ACTIVITY LIST
(a) Retype the cellulose synthesis passage word for word, from "A major breakthrough" down to "a cellulose product.".
(b) Write what comes next in the account of bacterial cellulose synthesis, picking up after its final sentence.

PAGE EXTRACT
══════════

A major breakthrough in understanding cellulose biosynthesis in A. xylinum and increasing cellulose synthase activity in bacterial extracts came with the identification of cyclic di-guanosine monophosphate (c-di-GMP) as an allosteric activator of cellulose synthase (Ross et al., 1986). This nucleotide is now recognized to be a regulator of many more bacterial functions than previously thought (D’Argenio and Miller, 2004). The addition of c-di-GMP in reaction mixtures using bacterial extracts led to a remarkable increase in incorporation of glucose from UDP-glucose into a cellulose product.

In another development, the in vitro product using bacterial extracts for the first time was visualized by electron microscopy, and this product was shown to bind to gold-labeled cellobiohydrolase providing evidence that this product is cellulose (Lin et al., 1985). The in vitro product obtained using A. xylinum inner membrane was furthermore shown to be cellulose II (Bureau and Brown, 1987). The capability to synthesize large amounts of the in vitro product was crucial in performing X-ray diffraction, sugar analysis, linkage analysis and molecular weight analysis to demonstrate conclusively that the product was cellulose (Bureau and Brown, 1987).

══════════

SOURCE MATERIAL
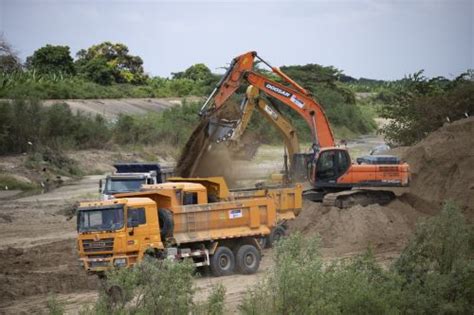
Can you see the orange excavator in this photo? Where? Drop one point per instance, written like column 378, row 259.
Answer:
column 329, row 168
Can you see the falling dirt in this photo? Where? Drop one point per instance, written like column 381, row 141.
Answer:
column 343, row 231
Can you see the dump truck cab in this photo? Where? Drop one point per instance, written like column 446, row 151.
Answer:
column 116, row 232
column 129, row 177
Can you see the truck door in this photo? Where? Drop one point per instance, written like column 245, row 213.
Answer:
column 138, row 235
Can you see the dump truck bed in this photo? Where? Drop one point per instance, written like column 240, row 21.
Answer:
column 288, row 200
column 224, row 220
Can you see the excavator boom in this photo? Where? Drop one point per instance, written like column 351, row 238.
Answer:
column 331, row 167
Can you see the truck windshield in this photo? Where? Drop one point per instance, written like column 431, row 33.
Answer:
column 104, row 219
column 120, row 185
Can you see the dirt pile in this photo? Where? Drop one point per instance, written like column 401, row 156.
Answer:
column 442, row 167
column 345, row 231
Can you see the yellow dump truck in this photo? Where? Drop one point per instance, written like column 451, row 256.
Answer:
column 175, row 220
column 288, row 200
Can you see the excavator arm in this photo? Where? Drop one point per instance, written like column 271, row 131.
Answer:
column 285, row 128
column 294, row 96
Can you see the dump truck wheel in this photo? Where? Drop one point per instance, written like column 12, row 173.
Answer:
column 165, row 218
column 263, row 242
column 277, row 234
column 248, row 259
column 222, row 262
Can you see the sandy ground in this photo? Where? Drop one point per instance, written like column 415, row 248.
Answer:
column 38, row 255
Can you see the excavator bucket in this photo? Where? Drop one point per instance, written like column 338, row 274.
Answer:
column 220, row 130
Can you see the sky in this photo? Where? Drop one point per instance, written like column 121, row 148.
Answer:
column 364, row 38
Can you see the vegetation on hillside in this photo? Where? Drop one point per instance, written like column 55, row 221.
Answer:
column 417, row 105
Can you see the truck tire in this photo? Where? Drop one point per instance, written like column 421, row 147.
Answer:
column 248, row 259
column 277, row 234
column 165, row 218
column 222, row 262
column 263, row 242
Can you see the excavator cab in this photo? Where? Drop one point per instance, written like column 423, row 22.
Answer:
column 331, row 164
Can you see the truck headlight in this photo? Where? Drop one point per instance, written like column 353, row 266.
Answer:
column 120, row 262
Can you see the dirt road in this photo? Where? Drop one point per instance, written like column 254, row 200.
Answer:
column 38, row 255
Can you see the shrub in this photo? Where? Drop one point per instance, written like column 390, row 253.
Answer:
column 150, row 287
column 418, row 105
column 301, row 284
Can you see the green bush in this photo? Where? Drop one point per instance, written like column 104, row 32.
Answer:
column 301, row 284
column 150, row 287
column 12, row 183
column 171, row 126
column 27, row 126
column 417, row 105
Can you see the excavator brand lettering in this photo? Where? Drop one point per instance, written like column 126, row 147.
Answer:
column 277, row 90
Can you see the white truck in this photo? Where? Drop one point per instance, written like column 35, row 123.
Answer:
column 129, row 177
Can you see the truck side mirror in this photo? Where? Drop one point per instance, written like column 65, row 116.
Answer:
column 133, row 223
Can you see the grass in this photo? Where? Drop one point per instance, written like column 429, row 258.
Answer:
column 9, row 182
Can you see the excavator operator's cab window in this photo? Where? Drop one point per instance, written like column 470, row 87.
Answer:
column 331, row 165
column 343, row 162
column 189, row 198
column 326, row 165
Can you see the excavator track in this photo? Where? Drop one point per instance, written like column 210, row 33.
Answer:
column 363, row 197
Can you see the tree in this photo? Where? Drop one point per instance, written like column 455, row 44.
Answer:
column 114, row 59
column 197, row 72
column 51, row 59
column 9, row 61
column 99, row 71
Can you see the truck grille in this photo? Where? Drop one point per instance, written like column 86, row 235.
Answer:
column 95, row 264
column 102, row 245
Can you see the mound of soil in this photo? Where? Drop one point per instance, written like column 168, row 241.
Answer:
column 442, row 167
column 345, row 231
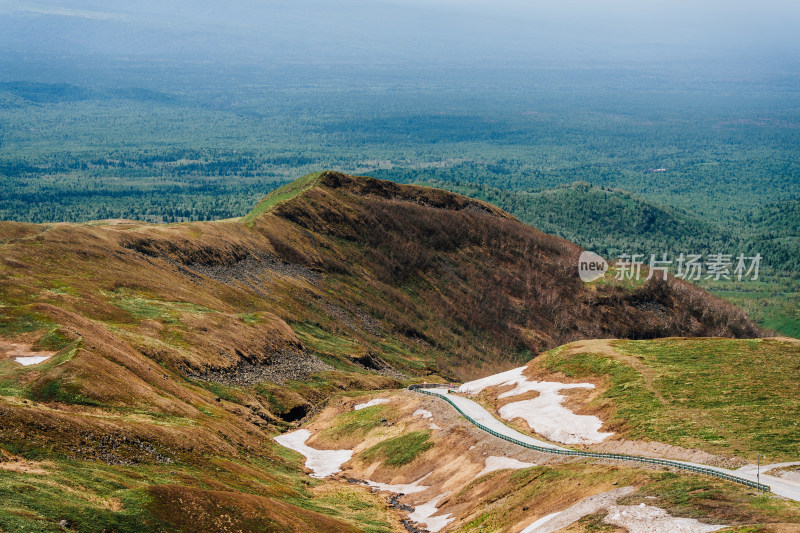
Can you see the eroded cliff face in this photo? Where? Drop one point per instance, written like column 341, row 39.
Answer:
column 171, row 342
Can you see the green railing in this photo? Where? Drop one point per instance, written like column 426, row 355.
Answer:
column 596, row 455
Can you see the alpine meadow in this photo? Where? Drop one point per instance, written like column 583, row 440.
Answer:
column 400, row 266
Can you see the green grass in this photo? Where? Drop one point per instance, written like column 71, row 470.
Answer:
column 281, row 194
column 142, row 307
column 401, row 450
column 730, row 397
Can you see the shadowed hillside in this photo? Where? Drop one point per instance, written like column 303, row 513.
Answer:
column 175, row 344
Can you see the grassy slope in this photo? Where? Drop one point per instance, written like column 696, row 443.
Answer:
column 729, row 397
column 498, row 500
column 425, row 280
column 282, row 194
column 611, row 222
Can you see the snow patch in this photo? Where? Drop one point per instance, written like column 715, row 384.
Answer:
column 423, row 514
column 644, row 518
column 537, row 527
column 509, row 377
column 494, row 462
column 31, row 360
column 376, row 401
column 323, row 463
column 409, row 488
column 545, row 414
column 592, row 504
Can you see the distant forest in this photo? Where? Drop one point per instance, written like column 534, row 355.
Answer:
column 704, row 171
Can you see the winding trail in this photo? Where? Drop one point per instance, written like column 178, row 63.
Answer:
column 478, row 415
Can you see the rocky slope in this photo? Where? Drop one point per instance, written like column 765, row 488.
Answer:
column 173, row 344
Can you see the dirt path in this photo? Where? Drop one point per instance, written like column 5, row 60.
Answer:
column 479, row 414
column 605, row 347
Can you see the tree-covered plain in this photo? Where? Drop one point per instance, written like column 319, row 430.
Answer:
column 662, row 167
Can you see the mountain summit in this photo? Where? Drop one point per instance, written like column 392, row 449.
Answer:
column 140, row 344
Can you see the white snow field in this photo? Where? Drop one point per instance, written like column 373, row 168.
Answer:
column 376, row 401
column 323, row 463
column 545, row 414
column 644, row 518
column 31, row 360
column 494, row 463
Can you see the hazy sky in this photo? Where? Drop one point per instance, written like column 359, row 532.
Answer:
column 761, row 34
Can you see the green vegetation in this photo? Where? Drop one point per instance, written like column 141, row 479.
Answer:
column 281, row 194
column 729, row 397
column 142, row 307
column 401, row 450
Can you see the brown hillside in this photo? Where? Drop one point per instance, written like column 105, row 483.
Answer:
column 177, row 341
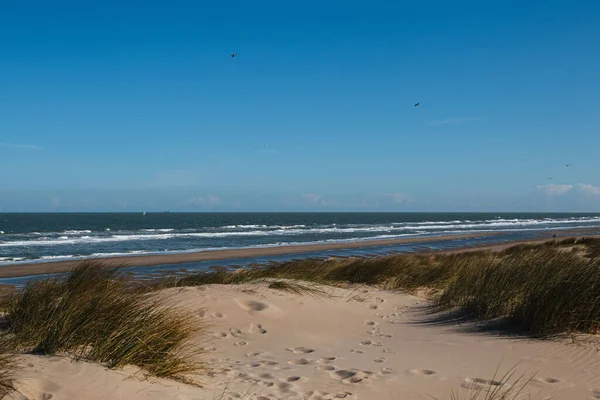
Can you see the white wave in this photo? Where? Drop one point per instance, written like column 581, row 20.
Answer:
column 497, row 224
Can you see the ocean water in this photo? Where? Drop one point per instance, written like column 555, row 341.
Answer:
column 35, row 237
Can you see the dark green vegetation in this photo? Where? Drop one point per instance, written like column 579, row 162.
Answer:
column 95, row 313
column 548, row 288
column 7, row 368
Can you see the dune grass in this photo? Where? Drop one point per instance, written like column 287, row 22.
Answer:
column 8, row 366
column 94, row 313
column 548, row 288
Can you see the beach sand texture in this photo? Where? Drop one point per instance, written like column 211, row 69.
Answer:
column 352, row 343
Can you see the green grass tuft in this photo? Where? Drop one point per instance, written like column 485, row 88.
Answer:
column 548, row 288
column 95, row 314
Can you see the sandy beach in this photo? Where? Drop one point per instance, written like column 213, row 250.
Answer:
column 18, row 270
column 9, row 271
column 352, row 343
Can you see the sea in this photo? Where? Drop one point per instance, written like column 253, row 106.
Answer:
column 45, row 237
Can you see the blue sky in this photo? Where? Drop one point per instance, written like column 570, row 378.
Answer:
column 138, row 105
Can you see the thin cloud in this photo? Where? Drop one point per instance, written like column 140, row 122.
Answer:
column 202, row 201
column 21, row 146
column 589, row 189
column 456, row 120
column 555, row 190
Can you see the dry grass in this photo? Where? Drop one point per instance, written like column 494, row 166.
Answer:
column 543, row 287
column 8, row 367
column 298, row 288
column 94, row 313
column 506, row 388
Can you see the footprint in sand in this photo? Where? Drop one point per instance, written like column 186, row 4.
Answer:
column 369, row 343
column 252, row 305
column 548, row 380
column 236, row 332
column 301, row 361
column 300, row 350
column 258, row 328
column 423, row 371
column 326, row 360
column 326, row 368
column 476, row 383
column 318, row 395
column 351, row 375
column 284, row 387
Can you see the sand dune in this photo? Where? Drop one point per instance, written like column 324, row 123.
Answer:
column 358, row 343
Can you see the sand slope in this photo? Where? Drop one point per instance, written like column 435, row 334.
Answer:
column 350, row 343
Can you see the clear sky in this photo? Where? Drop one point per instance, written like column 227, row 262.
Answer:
column 122, row 105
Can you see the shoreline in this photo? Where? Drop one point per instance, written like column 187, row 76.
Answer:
column 50, row 267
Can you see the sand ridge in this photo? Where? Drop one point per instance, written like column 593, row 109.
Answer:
column 352, row 343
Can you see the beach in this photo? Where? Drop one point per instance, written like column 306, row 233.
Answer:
column 352, row 343
column 31, row 269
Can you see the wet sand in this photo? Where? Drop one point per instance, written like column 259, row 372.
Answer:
column 16, row 270
column 19, row 270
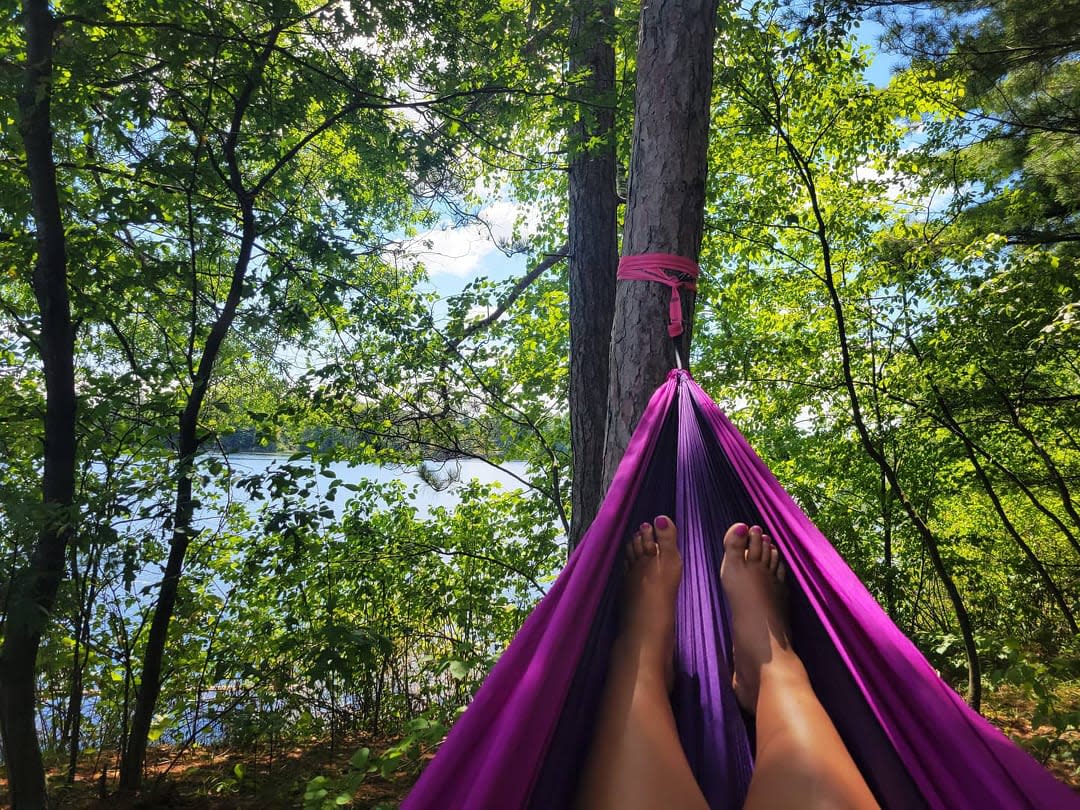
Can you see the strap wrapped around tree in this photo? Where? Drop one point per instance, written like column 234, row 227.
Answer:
column 522, row 742
column 676, row 272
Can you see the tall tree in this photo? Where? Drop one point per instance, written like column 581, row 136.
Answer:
column 35, row 588
column 593, row 250
column 665, row 202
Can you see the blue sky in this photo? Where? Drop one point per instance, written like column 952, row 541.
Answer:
column 459, row 255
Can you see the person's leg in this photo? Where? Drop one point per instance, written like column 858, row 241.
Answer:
column 636, row 761
column 800, row 760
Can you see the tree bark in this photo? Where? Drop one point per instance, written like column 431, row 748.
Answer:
column 184, row 532
column 593, row 252
column 146, row 699
column 665, row 202
column 34, row 590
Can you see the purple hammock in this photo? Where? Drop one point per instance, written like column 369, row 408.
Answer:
column 522, row 742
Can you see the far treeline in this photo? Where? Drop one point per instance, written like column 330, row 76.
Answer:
column 210, row 218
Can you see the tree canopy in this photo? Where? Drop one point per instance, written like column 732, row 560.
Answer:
column 221, row 352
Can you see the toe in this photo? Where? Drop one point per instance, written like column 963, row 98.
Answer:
column 769, row 553
column 754, row 550
column 648, row 539
column 665, row 534
column 734, row 541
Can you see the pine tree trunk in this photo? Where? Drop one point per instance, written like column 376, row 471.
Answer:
column 665, row 203
column 34, row 590
column 593, row 252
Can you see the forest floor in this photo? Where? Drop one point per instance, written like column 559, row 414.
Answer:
column 207, row 778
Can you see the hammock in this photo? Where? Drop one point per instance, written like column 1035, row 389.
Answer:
column 522, row 742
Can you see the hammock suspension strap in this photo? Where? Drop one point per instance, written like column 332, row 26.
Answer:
column 673, row 271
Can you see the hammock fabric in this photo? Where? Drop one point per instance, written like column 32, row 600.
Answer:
column 522, row 742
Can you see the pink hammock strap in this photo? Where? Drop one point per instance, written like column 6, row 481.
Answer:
column 677, row 272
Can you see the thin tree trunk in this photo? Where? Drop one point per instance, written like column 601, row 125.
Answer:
column 593, row 252
column 149, row 689
column 184, row 532
column 34, row 589
column 665, row 202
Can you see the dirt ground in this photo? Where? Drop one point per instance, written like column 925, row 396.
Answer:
column 206, row 778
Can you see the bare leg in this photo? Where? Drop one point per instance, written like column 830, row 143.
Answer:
column 800, row 760
column 636, row 761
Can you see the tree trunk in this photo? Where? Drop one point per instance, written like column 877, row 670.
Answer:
column 593, row 252
column 665, row 202
column 34, row 590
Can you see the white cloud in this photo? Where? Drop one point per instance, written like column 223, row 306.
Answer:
column 459, row 251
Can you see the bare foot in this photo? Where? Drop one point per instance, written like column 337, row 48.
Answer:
column 753, row 576
column 655, row 568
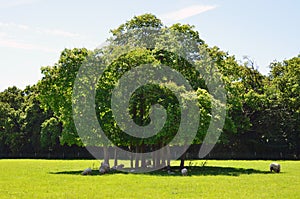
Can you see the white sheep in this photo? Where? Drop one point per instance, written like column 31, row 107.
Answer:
column 275, row 167
column 87, row 171
column 184, row 171
column 104, row 168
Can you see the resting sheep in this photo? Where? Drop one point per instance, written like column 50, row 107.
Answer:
column 87, row 171
column 104, row 168
column 184, row 171
column 275, row 167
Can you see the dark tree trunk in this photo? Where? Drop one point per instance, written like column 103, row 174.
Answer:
column 136, row 157
column 115, row 157
column 106, row 155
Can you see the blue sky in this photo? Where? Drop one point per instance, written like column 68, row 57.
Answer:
column 34, row 32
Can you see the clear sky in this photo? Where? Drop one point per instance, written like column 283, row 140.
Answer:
column 34, row 32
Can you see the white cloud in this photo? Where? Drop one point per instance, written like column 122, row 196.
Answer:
column 15, row 3
column 13, row 25
column 57, row 32
column 11, row 43
column 20, row 36
column 53, row 32
column 187, row 12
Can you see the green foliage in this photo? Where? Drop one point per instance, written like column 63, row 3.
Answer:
column 62, row 179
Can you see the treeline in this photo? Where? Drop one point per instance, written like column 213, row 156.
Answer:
column 262, row 112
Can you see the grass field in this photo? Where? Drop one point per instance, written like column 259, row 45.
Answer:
column 217, row 179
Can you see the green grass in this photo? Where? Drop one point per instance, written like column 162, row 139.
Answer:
column 218, row 179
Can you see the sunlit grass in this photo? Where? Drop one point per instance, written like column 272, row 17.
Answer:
column 218, row 179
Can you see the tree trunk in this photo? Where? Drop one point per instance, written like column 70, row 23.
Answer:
column 168, row 157
column 136, row 157
column 106, row 155
column 182, row 158
column 143, row 160
column 157, row 158
column 163, row 156
column 116, row 157
column 154, row 156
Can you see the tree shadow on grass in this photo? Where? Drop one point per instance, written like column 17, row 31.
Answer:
column 192, row 171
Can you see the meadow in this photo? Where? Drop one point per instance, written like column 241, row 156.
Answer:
column 28, row 178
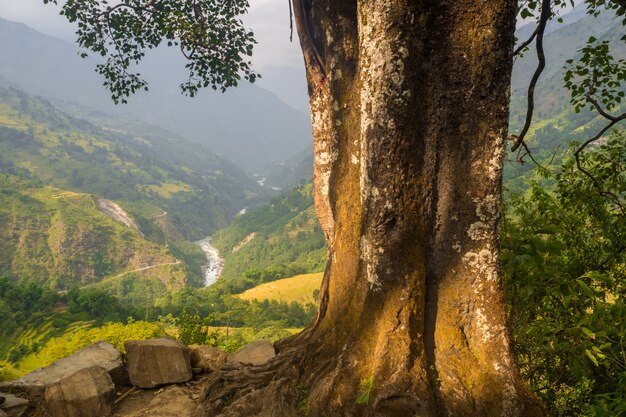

══════════

ANSWERS BY TASK
(a)
A major breakthrough in understanding cellulose biosynthesis in A. xylinum and increasing cellulose synthase activity in bacterial extracts came with the identification of cyclic di-guanosine monophosphate (c-di-GMP) as an allosteric activator of cellulose synthase (Ross et al., 1986). This nucleotide is now recognized to be a regulator of many more bacterial functions than previously thought (D’Argenio and Miller, 2004). The addition of c-di-GMP in reaction mixtures using bacterial extracts led to a remarkable increase in incorporation of glucose from UDP-glucose into a cellulose product.

(b)
Many of these techniques were later utilized by Okuda et al. (1993) using cotton fiber extracts to demonstrate the in vitro production of cellulose II (Okuda et al., 1993). Additionally, the incorporation of glucose from UDP-glucose into an Updegraff reagent-resistant fraction was included to be a stricter criterion for the cellulose product. Although no activator comparable to c-di-GMP was identified for activation of the cellulose synthase fromplant tissues, a number of nucleotides were found to increase the in vitro cellulose synthase activity (Li and Brown, 1993). Overall, the success in demonstrating cellulose synthesis in vitro is ascribed to the choice of plant tissue (cotton fibers), method of extraction, and the ability to synthesize large amounts of the in vitro product for characterization. Although cellulose was synthesized in vitro using plant extracts, the major product was still β-1,3 glucan, and this could be distinguished from cellulose using electron microscopy.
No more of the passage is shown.